─── MATERIAL PROVIDED ───

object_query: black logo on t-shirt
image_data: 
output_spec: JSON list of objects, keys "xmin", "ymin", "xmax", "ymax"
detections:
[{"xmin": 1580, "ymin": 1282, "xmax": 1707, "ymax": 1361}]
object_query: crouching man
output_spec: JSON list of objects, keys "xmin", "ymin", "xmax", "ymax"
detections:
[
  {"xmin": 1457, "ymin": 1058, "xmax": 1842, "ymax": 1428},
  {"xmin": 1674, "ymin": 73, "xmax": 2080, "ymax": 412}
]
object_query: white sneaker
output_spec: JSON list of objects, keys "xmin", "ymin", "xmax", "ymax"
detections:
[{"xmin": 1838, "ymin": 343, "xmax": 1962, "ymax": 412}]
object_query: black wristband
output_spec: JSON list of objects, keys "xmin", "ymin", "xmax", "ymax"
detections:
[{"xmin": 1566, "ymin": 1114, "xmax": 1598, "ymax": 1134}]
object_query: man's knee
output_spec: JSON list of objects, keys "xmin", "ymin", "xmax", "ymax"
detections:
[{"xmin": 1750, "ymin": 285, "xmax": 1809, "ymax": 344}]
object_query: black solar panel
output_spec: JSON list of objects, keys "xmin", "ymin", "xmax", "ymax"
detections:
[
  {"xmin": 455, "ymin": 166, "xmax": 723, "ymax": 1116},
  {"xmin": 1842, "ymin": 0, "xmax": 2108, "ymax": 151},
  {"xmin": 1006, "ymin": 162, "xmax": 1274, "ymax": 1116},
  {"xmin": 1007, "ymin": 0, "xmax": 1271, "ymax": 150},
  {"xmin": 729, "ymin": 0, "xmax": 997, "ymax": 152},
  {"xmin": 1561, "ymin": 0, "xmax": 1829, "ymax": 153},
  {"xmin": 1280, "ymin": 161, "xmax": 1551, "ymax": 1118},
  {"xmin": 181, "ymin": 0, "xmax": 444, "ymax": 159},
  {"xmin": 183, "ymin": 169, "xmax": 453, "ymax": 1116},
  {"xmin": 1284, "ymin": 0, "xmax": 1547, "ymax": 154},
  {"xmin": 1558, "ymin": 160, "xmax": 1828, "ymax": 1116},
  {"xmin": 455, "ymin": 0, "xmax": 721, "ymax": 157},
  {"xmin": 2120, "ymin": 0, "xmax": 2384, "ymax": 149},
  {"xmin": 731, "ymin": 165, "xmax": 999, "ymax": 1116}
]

───

TASK STATEMENT:
Restate the data word for word. Begin at its first line, end at the line that contains "object_query: crouching man", and include both.

RESULT:
object_query: black logo on t-shirt
image_data: 
output_spec: JSON list of objects, keys "xmin", "ymin", "xmax", "ymax"
detections:
[{"xmin": 1580, "ymin": 1282, "xmax": 1707, "ymax": 1361}]
object_query: crouching man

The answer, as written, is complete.